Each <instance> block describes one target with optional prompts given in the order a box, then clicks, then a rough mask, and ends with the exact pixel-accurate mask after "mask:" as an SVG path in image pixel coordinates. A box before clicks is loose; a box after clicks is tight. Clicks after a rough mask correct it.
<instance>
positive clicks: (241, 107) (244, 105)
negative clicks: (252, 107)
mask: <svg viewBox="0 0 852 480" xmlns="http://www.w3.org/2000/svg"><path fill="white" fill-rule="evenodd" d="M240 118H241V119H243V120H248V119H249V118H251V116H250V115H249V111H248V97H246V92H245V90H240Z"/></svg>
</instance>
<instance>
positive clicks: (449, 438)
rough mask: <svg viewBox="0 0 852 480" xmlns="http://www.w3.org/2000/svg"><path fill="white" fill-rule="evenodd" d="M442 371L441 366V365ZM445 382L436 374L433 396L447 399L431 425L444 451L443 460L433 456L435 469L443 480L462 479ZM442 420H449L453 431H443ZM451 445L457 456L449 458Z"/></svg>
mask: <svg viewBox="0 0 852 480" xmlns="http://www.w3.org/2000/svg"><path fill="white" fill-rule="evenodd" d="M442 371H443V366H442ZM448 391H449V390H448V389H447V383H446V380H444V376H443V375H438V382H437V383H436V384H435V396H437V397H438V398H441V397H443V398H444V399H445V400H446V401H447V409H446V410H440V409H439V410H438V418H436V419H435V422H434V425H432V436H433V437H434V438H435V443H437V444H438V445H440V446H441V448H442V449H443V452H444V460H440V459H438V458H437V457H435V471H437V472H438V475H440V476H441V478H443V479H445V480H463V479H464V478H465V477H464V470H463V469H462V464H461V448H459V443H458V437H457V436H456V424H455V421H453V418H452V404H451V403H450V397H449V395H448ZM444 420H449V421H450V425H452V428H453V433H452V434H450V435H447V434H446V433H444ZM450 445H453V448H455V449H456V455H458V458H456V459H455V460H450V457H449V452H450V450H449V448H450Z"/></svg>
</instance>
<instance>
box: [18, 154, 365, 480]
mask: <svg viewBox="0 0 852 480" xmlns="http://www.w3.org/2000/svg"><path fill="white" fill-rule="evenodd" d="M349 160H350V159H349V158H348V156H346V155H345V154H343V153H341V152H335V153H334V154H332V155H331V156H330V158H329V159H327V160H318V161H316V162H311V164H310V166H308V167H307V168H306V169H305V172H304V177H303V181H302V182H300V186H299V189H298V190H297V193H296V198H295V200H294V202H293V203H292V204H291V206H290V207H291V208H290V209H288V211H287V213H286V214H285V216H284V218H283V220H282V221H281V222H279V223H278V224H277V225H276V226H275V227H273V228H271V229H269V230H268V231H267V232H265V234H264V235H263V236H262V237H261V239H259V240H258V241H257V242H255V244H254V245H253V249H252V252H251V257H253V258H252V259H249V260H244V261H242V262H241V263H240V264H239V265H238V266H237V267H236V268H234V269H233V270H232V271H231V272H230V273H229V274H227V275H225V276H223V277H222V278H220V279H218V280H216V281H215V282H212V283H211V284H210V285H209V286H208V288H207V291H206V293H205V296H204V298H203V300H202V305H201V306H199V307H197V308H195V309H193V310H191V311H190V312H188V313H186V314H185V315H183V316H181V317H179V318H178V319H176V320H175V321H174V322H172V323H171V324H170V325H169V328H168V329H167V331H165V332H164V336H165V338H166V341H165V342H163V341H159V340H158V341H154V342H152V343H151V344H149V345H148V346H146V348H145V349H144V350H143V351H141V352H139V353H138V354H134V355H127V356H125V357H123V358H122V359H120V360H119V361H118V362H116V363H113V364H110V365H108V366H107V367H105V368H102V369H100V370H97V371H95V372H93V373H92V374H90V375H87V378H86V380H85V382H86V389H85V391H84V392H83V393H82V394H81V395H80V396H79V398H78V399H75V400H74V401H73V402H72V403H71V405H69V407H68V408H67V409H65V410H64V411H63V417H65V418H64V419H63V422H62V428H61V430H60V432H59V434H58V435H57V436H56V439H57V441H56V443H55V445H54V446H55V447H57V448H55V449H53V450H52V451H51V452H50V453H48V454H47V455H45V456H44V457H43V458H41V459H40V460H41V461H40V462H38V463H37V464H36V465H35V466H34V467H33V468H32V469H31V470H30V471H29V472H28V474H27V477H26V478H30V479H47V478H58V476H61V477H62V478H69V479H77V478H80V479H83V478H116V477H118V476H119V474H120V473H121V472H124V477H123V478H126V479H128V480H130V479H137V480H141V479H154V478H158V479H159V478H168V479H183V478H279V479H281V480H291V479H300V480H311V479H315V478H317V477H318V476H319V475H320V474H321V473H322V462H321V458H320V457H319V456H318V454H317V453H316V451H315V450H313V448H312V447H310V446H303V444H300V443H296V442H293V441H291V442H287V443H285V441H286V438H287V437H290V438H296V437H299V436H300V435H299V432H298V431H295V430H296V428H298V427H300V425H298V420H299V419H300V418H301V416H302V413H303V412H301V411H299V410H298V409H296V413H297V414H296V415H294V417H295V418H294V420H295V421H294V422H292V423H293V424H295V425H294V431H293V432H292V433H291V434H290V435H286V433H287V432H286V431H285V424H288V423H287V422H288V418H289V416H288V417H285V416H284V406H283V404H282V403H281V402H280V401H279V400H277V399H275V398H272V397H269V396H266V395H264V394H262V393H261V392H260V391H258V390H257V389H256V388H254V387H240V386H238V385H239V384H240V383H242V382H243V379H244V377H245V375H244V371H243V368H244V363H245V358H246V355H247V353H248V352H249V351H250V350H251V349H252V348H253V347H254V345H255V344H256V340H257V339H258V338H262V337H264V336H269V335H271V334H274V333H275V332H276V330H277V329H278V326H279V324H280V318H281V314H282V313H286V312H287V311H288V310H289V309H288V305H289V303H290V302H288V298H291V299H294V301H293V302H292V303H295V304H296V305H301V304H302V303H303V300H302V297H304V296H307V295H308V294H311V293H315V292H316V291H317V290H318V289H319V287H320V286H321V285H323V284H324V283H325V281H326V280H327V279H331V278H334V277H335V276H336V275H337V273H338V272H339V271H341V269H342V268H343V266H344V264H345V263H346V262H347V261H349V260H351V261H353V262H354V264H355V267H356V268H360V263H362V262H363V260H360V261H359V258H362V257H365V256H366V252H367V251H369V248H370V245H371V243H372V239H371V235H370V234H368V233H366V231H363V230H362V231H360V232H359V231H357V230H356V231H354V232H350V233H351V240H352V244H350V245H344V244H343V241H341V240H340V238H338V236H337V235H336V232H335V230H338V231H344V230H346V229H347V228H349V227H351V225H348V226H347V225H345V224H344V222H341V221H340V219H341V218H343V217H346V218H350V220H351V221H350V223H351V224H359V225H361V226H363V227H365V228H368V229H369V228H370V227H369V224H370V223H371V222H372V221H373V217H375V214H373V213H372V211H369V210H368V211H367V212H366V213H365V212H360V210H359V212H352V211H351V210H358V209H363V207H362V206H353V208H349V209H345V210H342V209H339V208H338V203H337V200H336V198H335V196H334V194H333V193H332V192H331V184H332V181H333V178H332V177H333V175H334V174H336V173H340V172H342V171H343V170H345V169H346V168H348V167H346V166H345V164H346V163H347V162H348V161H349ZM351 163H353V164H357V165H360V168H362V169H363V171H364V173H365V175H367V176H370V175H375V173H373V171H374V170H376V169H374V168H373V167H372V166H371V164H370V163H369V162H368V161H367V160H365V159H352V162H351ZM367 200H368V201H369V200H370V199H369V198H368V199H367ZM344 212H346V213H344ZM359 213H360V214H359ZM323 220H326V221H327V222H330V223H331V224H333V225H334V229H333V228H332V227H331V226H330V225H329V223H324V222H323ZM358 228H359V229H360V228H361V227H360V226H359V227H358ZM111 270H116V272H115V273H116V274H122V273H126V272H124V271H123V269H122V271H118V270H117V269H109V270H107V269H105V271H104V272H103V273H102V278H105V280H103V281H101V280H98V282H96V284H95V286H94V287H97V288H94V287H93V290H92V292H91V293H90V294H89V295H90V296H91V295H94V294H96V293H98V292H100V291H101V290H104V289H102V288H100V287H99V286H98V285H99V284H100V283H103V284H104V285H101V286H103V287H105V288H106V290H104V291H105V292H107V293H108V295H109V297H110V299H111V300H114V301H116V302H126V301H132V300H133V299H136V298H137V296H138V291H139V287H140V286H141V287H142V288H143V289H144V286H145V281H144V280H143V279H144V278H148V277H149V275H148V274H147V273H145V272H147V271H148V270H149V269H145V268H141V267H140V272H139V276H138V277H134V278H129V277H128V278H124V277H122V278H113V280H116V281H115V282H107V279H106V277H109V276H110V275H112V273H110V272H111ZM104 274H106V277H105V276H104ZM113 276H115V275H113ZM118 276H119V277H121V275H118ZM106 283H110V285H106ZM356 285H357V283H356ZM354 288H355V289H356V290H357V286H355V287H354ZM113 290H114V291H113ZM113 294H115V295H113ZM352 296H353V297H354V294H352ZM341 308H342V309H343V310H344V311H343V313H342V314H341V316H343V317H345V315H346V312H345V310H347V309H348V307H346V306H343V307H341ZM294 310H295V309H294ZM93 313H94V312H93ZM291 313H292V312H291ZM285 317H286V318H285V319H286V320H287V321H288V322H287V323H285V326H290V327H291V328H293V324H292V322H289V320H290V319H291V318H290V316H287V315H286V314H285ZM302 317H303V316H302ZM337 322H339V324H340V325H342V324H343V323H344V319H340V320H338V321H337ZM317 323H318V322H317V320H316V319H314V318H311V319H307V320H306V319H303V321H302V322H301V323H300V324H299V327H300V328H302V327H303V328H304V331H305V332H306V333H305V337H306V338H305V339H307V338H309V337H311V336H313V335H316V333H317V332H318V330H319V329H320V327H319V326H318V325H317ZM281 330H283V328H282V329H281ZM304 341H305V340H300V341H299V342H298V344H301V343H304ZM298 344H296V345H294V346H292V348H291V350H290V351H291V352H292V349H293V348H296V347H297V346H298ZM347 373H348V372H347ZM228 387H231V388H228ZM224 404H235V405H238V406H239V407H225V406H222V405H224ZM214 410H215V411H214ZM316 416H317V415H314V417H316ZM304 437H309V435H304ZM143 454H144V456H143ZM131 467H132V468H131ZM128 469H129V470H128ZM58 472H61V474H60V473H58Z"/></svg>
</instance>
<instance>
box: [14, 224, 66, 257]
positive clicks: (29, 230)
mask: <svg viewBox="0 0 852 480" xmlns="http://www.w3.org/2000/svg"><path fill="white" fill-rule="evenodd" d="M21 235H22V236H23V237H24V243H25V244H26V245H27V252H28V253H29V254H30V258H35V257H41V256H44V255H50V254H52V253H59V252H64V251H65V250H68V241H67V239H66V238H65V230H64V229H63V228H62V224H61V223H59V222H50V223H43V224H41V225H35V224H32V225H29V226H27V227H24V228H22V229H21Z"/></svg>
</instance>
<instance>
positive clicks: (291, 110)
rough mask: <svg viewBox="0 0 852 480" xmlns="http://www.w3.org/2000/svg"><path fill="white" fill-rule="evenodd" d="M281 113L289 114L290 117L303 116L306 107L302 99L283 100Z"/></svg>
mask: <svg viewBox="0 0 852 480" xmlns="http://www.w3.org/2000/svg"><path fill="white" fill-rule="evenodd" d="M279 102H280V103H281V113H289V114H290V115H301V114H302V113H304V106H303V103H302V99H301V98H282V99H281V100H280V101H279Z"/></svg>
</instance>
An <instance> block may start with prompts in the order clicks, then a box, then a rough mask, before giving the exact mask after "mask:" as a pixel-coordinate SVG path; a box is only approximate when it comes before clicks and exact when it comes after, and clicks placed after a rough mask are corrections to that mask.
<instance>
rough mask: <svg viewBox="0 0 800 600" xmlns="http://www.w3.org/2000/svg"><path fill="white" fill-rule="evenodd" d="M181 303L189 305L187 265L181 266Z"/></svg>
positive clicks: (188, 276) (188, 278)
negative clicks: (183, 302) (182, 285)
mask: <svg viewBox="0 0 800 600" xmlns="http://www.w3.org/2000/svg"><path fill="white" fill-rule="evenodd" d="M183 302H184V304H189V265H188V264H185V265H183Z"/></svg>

-.-.-

• [ASSIGNMENT] If a line in the entries above includes "with", count it; report the total alone.

• [RESPONSE TO THIS TASK] 2